*EXTRACT*
◆ ◆ ◆

1. Userspace sends the command "losetup -d" which uses the open() call
   to open the device
2. Kernel receives the ioctl command "LOOP_CLR_FD" which calls the
   function loop_clr_fd()
3. If LOOP_CLR_FD is the first command received at the time, then the
   AUTOCLEAR flag is not set and deletion of the
   loop device proceeds ahead and scans the partitions (drop/add
   partitions)

        if (disk_openers(lo->lo_disk) > 1) {
                lo->lo_flags |= LO_FLAGS_AUTOCLEAR;
                loop_global_unlock(lo, true);
                return 0;
        }

 4. Before scanning partitions, it will check to see if any partition of
    the loop device is currently opened
 5. If any partition is opened, then it will return EBUSY:

    if (disk->open_partitions)
                return -EBUSY;
 6. So, after receiving the "LOOP_CLR_FD" command and just before the above
    check for open_partitions, if any other command
    (like blkid) opens any partition of the loop device, then the partition
    scan will not proceed and EBUSY is returned as shown in above code
 7. But in "__loop_clr_fd()", this EBUSY error is not propagated
 8. We have noticed that this is causing the partitions of the loop to
    remain stale even after the loop device is detached resulting in the
    IO errors on the partitions
Fix:
Defer the detach of loop device to release function, which is called
when the last close happens, by setting the lo_flags to LO_FLAGS_AUTOCLEAR
at the time of detach i.e in loop_clr_fd() function.

◆ ◆ ◆

*DATA RECORDS*
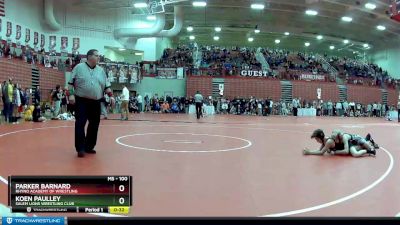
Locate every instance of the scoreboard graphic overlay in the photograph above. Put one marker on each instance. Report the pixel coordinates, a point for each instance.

◆ ◆ ◆

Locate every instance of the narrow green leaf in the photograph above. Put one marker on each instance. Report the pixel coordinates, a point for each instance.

◆ ◆ ◆

*EXERCISE BRIEF*
Turn the paragraph in the loop device text that begins "Defer the detach of loop device" into a short bulleted list that keeps its main facts.

*RESULT OF THIS EXERCISE*
- Detaching the loop device is put off until the release function runs.
- The release function is called when the last close happens.
- To do this, lo_flags is set to LO_FLAGS_AUTOCLEAR at the time of detach, in the loop_clr_fd() function.